SET TASK A:
Answer these from the mlr3spatial excerpt, one line each:
(i) Which function does mlr3spatial provide so users need not extract the final model themselves?
(ii) What must a raster image be wrapped into before it can be used for prediction?
(iii) Why should the benchmark results be taken with care?
SET TASK B:
Reproduce, word for word, the stretch of the mlr3spatial excerpt from "tsk_predict = as_task_unsupervised(leipzig_raster)" through "prediction right away.".

To save users from having to go the extra mile of extracting the final model and using it with the respective predict() function of the spatial R package of their desired outcome class, mlr3spatial provides predict_spatial(). predict_spatial() let’s users

  • choose the output class of the resulting raster image
  • optionally predict in parallel via the future package, using a parallel backend of their choice

To use a raster image for prediction, it must be wrapped into a TaskUnsupervised for internal mlr3 reasons. Next, the learner can be used to predict on the task.

leipzig_raster = terra::rast(system.file("extdata", "leipzig_raster.tif",
  package = "mlr3spatial"))
tsk_predict = as_task_unsupervised(leipzig_raster)

lrn = lrn("classif.ranger")

# plan("multisession") # optional parallelization
pred = predict_spatial(tsk_predict, lrn, format = "terra")
[1] "SpatRaster"
[1] "terra"

The resulting object can be visualized and treated as any other terra object. Thanks to the improved handling of factor variables in terra, the raster image contains the correct labeled classes from the prediction right away.

library(terra, exclude = "resample")
plot(pred, col = c("#440154FF", "#443A83FF", "#31688EFF",
  "#21908CFF", "#35B779FF", "#8FD744FF", "#FDE725FF"))

If you are interested in the performance of parallel spatial prediction, have a look at the Spatial Prediction Benchmark vignette - the resulting plot is shown below.

The results of the shown benchmark results should be taken with care as something seems to go wrong when using all-core parallelization with terra::predict(). Also both relative and absolute numbers will vary on your local machine and results might change depending on eventual package updates in the future.

[Records of labeled boxes]
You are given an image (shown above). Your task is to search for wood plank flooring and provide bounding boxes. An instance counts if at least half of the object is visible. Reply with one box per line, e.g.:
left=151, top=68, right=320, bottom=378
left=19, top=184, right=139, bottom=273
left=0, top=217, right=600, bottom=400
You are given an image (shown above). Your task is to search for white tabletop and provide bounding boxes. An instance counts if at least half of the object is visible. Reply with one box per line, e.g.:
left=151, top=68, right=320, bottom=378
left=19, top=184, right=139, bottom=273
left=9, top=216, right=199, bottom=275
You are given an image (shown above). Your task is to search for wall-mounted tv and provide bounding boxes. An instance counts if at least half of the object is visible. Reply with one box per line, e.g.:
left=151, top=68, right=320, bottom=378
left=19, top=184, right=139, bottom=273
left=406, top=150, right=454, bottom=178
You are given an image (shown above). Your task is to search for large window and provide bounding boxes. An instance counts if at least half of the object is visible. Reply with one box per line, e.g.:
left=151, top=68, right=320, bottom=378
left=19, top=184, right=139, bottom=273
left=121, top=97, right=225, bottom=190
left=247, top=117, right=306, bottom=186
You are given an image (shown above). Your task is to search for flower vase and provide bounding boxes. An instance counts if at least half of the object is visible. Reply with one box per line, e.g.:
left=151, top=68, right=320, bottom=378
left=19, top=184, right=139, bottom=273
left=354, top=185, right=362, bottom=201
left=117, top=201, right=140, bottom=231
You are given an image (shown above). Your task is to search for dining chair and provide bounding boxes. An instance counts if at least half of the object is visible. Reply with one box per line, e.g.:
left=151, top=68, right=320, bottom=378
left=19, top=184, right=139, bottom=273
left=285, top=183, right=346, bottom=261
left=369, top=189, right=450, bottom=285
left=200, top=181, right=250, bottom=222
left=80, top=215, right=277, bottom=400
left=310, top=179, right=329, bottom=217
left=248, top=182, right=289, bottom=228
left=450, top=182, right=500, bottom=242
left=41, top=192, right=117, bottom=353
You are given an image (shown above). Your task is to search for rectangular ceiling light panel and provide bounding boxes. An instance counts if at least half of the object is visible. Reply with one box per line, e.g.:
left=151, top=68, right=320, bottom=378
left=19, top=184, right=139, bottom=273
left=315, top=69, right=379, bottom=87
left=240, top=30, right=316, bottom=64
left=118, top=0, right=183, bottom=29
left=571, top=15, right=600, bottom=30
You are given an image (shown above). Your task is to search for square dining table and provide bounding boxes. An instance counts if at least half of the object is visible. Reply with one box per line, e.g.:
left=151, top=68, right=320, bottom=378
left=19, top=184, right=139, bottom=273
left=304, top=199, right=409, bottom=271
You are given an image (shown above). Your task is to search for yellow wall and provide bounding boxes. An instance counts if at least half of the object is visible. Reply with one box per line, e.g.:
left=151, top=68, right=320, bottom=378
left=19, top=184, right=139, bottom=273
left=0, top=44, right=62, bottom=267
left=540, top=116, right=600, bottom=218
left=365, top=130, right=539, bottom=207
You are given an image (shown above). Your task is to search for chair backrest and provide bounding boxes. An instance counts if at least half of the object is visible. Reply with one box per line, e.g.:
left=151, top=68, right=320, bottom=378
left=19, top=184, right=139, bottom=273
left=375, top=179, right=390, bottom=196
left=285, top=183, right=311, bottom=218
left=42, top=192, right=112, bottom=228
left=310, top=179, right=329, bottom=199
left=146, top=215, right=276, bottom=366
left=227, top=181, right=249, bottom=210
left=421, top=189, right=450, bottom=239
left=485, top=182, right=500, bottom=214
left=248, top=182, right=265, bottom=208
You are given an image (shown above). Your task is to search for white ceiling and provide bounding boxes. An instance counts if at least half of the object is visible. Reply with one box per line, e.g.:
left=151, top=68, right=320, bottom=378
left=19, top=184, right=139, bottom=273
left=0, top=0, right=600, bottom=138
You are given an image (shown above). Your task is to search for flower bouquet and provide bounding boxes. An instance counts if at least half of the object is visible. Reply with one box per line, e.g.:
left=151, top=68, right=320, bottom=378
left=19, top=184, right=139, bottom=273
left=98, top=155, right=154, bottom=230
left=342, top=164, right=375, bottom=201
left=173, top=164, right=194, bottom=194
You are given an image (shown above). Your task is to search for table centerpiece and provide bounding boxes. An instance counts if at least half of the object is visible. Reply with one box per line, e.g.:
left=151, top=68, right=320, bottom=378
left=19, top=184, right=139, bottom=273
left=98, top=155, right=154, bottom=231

TASK RESULT A:
(i) predict_spatial()
(ii) A TaskUnsupervised
(iii) Something seems to go wrong when using all-core parallelization with terra::predict().

TASK RESULT B:
tsk_predict = as_task_unsupervised(leipzig_raster)

lrn = lrn("classif.ranger")

# plan("multisession") # optional parallelization
pred = predict_spatial(tsk_predict, lrn, format = "terra")
[1] "SpatRaster"
[1] "terra"

The resulting object can be visualized and treated as any other terra object. Thanks to the improved handling of factor variables in terra, the raster image contains the correct labeled classes from the prediction right away.